→ **Page extract**:
● ● ● ● ●
Occupy Oakland, Permitted Protest, and Police Repression
The State Will Never Protect Those They Are at War With
Occupy Oakland, Permitted Protest, and Police Repression
As the Occupy movement around the country begins to get more involved in immigrant struggles, or around the struggles of people of color more generally, complicated questions of race and risk, tactics and differential legal consequences for people of color are arising. These are complicated questions that are not new, and certainly have no clear or easy answer. This May 1st in Oakland, the main May Day march is being organized by the Coalition for Dignity and Resistance, which is comprised mainly of various immigrants’ rights groups and some people from Occupy Oakland. They are planning a permitted march from the Fruitvale neighborhood in East Oakland to Oscar Grant Plaza, with a permitted event at the Plaza. It should be noted that this has been the march route every year for the last 6 years, and it has always been permitted, in an effort to provide a safe space for undocumented immigrants to protest. Nevertheless, there was a highly contentious debate around permits in Occupy Oakland for a number of reasons, not least of which was the fact that the last time a permit was taken out in the Plaza (again, without Occupy Oakland’s approval) it led to targeted raids on people in the Plaza for violating the stringent terms of the permit. These reasons were made clear to the coalition and Occupy Oakland has never supported any permits in OG Plaza. The concerns on both sides are completely legitimate. The question that has arisen and has yet to be adequately answered is, “How do we come together, from different experiences, identities and politics, and work together in a way that is mutually respectful without sacrificing core commitments to our respective movements?” Personalizing these differences is not constructive. These are hard questions. How do we provide security for people in our movements? What is security? How can militant direct action take place in a way that doesn’t turn vulnerable populations into police targets?
In the often muddy overlap between race and political position, it is easy to essentialize. For white radicals this can mean drawing a political line around not granting the State legitimacy by asking permission to protest, a position I generally agree with, but one that admittedly glosses over, at times, the differential policing and legal treatment of people of color, the undocumented in particular. For organizers of color, taking the most ignorant arguments of individual white protesters as representative of all white protesters is a way of avoiding political discussion. Insinuating that the legitimate concerns about permits, and their negative consequences for Occuppiers, Occupiers of color in particular, is ultra-leftist or dismissive of communities of color itself glosses serious issues of race and police power. The crux of the matter is far more complicated.
● ● ● ● ●
→ **Questions to answer**:
a) List every place the Occupy Oakland article names, counting the Plaza once under its full name.
b) Write the next paragraph of the Occupy Oakland article.
The entries that come after the text have no connection to it.

[Saved entries]
● ● ● ● ●
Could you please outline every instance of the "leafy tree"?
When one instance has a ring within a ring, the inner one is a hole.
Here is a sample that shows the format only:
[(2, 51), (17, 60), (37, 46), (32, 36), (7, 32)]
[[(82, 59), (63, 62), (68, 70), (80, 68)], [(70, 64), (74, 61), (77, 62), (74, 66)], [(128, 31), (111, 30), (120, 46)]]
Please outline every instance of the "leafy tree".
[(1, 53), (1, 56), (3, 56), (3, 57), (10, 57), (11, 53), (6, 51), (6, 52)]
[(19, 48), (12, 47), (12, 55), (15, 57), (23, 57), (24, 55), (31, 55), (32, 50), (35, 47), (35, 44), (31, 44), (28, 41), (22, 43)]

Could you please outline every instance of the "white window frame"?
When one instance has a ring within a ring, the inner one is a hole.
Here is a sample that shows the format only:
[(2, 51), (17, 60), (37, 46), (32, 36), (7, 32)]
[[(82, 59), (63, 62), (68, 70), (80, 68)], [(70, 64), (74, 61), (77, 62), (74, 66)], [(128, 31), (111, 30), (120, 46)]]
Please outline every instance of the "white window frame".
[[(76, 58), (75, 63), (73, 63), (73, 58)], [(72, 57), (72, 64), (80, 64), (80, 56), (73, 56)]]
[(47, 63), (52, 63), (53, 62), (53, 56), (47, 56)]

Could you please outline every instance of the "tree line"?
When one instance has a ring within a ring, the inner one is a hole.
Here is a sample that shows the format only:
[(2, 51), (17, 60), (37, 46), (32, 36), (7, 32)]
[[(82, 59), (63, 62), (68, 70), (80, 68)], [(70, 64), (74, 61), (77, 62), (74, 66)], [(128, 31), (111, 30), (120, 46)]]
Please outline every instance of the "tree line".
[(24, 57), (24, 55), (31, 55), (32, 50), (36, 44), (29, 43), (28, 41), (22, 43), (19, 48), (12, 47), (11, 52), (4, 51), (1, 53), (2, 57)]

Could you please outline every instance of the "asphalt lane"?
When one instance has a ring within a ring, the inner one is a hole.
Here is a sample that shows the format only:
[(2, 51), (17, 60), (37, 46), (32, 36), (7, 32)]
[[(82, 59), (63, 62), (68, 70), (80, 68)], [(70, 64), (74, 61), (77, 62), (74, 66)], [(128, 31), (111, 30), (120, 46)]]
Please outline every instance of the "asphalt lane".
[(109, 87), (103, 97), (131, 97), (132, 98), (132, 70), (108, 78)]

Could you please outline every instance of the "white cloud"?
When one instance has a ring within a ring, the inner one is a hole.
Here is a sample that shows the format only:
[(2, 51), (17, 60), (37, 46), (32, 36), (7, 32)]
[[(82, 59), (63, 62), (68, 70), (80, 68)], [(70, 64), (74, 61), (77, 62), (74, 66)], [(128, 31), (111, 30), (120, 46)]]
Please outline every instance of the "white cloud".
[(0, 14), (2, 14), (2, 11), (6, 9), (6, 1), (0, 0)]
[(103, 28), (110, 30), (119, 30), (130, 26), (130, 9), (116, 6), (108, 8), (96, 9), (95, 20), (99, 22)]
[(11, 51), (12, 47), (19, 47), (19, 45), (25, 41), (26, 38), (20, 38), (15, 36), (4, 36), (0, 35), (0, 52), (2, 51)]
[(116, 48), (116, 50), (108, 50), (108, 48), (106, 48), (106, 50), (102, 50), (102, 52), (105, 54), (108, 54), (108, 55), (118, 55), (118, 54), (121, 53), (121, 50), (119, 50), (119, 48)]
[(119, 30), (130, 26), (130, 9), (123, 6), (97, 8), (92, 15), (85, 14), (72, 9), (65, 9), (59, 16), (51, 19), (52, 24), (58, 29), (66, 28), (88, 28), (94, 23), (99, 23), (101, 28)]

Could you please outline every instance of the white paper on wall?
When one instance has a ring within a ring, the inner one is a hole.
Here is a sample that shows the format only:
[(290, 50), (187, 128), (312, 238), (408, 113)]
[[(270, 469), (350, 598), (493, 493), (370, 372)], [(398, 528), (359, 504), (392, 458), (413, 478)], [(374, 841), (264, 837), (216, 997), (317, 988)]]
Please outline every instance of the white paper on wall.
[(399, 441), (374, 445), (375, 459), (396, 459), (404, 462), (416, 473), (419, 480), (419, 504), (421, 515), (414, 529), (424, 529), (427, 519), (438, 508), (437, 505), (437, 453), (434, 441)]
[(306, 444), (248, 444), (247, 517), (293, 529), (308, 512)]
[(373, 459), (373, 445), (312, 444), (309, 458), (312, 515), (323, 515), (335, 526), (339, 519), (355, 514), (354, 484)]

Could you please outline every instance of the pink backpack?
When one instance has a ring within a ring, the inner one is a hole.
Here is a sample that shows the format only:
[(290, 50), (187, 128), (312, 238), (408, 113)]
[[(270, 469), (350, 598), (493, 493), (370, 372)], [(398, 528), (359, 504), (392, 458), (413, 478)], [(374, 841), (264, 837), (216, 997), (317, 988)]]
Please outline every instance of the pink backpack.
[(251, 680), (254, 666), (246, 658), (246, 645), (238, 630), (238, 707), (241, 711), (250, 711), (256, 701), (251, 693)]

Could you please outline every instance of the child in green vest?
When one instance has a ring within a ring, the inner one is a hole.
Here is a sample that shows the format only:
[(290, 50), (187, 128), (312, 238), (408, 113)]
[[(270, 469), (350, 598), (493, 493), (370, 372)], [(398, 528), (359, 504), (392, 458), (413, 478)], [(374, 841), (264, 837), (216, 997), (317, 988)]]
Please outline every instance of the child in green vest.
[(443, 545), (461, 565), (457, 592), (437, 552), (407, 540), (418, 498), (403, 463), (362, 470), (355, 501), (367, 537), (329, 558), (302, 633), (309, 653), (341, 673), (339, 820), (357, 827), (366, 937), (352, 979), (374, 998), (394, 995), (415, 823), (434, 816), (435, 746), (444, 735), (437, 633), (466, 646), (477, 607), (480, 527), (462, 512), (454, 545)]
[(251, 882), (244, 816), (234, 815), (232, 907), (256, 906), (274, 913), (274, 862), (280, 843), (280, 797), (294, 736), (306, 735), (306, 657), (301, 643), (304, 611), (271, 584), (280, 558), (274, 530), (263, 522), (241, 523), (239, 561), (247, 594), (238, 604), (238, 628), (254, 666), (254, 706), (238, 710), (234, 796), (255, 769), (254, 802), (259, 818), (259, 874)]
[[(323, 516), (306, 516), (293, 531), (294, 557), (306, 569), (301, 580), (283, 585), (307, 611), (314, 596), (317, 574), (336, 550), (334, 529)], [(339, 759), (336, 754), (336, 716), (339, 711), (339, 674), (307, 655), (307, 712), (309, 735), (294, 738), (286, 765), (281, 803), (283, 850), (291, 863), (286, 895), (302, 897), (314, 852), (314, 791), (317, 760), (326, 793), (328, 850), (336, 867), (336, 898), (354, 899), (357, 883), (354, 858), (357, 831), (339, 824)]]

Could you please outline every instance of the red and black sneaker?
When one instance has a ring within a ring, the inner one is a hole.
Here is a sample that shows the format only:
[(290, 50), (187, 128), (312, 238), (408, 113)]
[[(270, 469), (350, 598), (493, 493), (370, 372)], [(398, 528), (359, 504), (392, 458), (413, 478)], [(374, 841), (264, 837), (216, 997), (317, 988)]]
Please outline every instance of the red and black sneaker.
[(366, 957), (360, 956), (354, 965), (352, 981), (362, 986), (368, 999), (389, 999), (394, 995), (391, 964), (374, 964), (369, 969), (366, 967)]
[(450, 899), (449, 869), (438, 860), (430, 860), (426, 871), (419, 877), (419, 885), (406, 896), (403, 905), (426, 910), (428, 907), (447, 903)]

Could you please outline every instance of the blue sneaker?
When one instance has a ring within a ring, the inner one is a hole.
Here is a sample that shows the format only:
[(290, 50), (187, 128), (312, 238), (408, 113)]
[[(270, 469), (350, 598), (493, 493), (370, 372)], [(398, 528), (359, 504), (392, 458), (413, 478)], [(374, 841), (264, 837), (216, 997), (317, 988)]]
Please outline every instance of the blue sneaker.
● ● ● ● ●
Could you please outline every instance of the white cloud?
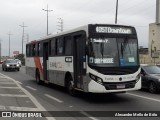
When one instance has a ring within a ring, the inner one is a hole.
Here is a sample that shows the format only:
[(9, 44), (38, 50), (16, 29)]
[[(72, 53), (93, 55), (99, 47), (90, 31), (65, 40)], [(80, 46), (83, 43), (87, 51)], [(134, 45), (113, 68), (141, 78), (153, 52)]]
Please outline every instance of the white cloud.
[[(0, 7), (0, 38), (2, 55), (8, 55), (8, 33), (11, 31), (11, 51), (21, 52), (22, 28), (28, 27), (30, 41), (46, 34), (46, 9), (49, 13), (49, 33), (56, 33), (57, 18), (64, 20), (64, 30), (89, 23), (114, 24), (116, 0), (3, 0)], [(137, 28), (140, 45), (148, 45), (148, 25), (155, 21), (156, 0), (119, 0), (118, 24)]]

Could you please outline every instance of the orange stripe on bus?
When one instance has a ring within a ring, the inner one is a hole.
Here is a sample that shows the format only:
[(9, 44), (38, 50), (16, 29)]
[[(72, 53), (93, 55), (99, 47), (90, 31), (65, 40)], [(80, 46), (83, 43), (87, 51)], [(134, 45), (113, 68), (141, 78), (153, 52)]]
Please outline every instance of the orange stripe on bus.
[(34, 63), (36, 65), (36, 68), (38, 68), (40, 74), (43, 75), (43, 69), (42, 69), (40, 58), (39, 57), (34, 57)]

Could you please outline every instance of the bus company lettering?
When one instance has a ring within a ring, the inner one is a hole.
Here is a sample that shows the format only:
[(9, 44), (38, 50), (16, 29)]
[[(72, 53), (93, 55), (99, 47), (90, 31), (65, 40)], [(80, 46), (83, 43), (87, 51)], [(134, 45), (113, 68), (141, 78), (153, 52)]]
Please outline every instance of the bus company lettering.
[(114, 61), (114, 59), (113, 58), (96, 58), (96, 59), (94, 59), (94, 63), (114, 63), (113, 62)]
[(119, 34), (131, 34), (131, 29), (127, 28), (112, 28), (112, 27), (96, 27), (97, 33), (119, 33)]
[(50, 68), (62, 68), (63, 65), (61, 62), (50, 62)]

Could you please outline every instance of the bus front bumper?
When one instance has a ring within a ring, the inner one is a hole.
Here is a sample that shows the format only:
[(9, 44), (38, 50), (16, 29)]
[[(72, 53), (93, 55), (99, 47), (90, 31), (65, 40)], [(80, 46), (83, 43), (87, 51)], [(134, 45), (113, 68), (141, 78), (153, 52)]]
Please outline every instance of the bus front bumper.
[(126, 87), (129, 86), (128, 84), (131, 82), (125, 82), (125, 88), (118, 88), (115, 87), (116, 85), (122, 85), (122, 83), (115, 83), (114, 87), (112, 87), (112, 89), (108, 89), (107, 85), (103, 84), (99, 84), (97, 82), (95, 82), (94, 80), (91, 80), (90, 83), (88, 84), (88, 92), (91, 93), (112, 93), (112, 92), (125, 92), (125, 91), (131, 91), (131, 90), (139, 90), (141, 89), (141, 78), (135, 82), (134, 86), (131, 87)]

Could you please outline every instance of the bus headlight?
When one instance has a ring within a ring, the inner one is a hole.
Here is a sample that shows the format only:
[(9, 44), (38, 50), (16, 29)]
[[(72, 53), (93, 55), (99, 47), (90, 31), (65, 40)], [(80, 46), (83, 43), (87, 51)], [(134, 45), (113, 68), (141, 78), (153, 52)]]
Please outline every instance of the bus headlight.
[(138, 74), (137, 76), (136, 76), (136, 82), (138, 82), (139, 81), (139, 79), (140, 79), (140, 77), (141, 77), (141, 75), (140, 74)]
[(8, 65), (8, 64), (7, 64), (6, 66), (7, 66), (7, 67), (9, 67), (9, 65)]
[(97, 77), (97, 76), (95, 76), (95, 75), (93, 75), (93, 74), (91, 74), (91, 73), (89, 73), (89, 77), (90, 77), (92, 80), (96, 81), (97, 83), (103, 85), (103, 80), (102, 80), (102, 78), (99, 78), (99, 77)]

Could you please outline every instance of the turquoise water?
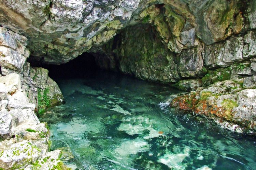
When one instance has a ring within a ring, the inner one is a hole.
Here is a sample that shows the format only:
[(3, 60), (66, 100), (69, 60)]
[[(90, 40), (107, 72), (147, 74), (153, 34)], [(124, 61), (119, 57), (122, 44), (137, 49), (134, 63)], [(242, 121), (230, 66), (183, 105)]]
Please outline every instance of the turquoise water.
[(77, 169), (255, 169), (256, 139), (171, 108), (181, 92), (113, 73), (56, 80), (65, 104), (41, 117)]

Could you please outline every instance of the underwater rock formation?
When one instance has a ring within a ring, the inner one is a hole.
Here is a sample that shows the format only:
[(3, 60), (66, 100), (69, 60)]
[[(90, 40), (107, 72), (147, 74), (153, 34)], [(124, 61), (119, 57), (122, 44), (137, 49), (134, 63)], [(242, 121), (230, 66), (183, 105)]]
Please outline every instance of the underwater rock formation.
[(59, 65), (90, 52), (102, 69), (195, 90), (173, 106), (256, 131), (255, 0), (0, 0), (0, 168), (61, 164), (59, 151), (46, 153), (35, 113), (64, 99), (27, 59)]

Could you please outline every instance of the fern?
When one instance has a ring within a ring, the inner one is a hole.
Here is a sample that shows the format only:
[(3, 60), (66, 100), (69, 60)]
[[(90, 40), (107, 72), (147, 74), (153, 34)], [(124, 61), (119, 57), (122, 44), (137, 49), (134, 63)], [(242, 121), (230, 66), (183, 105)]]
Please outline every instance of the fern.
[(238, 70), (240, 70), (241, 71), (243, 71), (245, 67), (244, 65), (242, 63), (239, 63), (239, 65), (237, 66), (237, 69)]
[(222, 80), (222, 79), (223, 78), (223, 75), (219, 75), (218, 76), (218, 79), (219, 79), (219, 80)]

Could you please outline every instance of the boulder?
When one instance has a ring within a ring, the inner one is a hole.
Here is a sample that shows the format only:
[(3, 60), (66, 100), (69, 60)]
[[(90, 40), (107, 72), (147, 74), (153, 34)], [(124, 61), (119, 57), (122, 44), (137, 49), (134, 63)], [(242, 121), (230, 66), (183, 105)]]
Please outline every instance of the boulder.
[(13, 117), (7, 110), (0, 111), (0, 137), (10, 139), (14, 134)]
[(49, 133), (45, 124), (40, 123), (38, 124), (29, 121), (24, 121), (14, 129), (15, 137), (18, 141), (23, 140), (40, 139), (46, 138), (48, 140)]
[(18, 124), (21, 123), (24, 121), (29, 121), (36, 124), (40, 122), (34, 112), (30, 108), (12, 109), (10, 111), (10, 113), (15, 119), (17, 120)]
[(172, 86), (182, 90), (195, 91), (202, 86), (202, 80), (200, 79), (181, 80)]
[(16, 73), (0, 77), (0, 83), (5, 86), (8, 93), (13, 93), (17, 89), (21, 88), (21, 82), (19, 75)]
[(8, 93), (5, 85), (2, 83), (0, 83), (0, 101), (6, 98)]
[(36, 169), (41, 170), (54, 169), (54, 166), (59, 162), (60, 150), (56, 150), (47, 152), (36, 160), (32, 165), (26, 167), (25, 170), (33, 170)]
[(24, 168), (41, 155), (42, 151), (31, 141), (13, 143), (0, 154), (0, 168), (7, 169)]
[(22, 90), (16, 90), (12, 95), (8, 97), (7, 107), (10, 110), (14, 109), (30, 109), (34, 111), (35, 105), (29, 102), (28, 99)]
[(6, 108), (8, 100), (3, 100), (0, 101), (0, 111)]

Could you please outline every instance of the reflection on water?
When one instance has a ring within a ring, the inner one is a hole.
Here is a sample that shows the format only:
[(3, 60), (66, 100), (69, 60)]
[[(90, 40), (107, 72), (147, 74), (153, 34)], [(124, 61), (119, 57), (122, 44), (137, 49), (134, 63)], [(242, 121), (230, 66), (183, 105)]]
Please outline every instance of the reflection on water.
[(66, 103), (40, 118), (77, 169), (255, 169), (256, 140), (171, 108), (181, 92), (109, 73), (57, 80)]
● ● ● ● ●
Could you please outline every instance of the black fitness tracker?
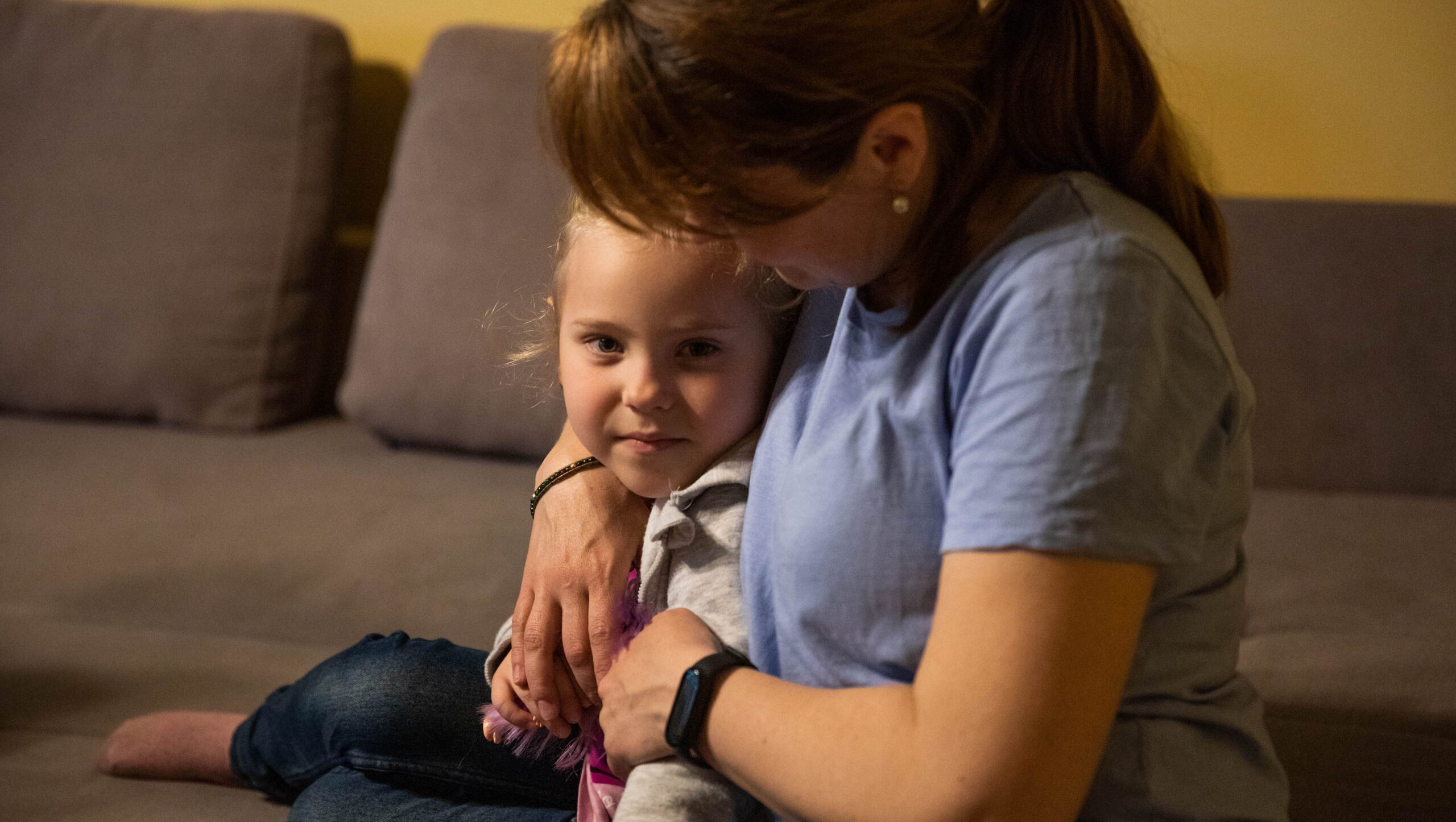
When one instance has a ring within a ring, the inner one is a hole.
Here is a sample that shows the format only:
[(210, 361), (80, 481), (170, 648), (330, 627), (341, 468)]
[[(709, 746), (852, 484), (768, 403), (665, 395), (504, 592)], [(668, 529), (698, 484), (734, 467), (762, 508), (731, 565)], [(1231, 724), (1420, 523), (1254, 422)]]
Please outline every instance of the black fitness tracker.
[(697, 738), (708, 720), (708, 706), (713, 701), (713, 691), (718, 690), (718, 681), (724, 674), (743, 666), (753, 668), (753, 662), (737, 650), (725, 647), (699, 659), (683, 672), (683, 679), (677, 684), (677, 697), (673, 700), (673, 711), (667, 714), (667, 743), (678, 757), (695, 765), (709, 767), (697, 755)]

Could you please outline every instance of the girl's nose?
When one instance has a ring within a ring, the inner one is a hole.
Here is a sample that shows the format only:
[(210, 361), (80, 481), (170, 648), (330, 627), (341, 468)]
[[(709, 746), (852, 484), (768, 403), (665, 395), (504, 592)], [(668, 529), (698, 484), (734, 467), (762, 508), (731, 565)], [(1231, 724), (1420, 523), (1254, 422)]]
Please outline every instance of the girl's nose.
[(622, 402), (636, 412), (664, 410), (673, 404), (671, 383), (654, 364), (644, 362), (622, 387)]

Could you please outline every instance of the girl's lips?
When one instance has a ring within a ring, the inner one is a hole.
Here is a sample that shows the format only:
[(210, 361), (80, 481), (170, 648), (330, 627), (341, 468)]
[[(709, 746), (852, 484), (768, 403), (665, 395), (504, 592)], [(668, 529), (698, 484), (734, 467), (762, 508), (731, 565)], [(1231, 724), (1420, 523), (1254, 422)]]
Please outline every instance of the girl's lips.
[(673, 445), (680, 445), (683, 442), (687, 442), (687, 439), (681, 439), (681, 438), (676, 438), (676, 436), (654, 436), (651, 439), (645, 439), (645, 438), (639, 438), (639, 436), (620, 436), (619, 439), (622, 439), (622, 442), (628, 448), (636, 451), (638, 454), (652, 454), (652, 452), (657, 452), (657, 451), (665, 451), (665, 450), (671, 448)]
● ● ● ● ●
→ **Responses to the tasks**:
a)
Oakland
Fruitvale
East Oakland
Oscar Grant Plaza

b)
Police, Permits and Vulnerability in Context
Oakland’s recent history of permitted events in Occupy Oakland and the earlier Oscar Grant movement should inform this discussion. In the Oscar Grant movement, multi-racial street militancy resulted in young black men facing serious charges, while white protesters largely saw their charges dropped. A legitimate debate arose in the movement, which I never felt was adequately addressed, around what we should do about this. Many black organizers pointed to the contradiction that a movement oriented towards ending police targeting of communities of color, was leading to the incarceration of more people of color. Most of the white street militants never really engaged this debate. The response was largely that white anti-capitalists don’t have any control over what the police do and we must respect a diversity of tactics. Here we had a shining example of how the “non-violent” position and the “diversity of tactics” position both missed the mark completely and people in the movement simply talked past each other, or never really engaged in the discussion. The march on November 5, 2010, after the sentencing of Johannes Mehserle, was permitted to try to create a safe place for people of color to protest. The police revoked the permit at the last minute and, when we marched anyway, arrested over 150 people in mass arrests, a large number of whom were people of color. The movement faded and the lessons were only learned by a small number of people. Talking past each other, or essentializing each other, failing to address each other’s legitimate concerns amidst political difference, on political terms, will keep us repeating these mistakes.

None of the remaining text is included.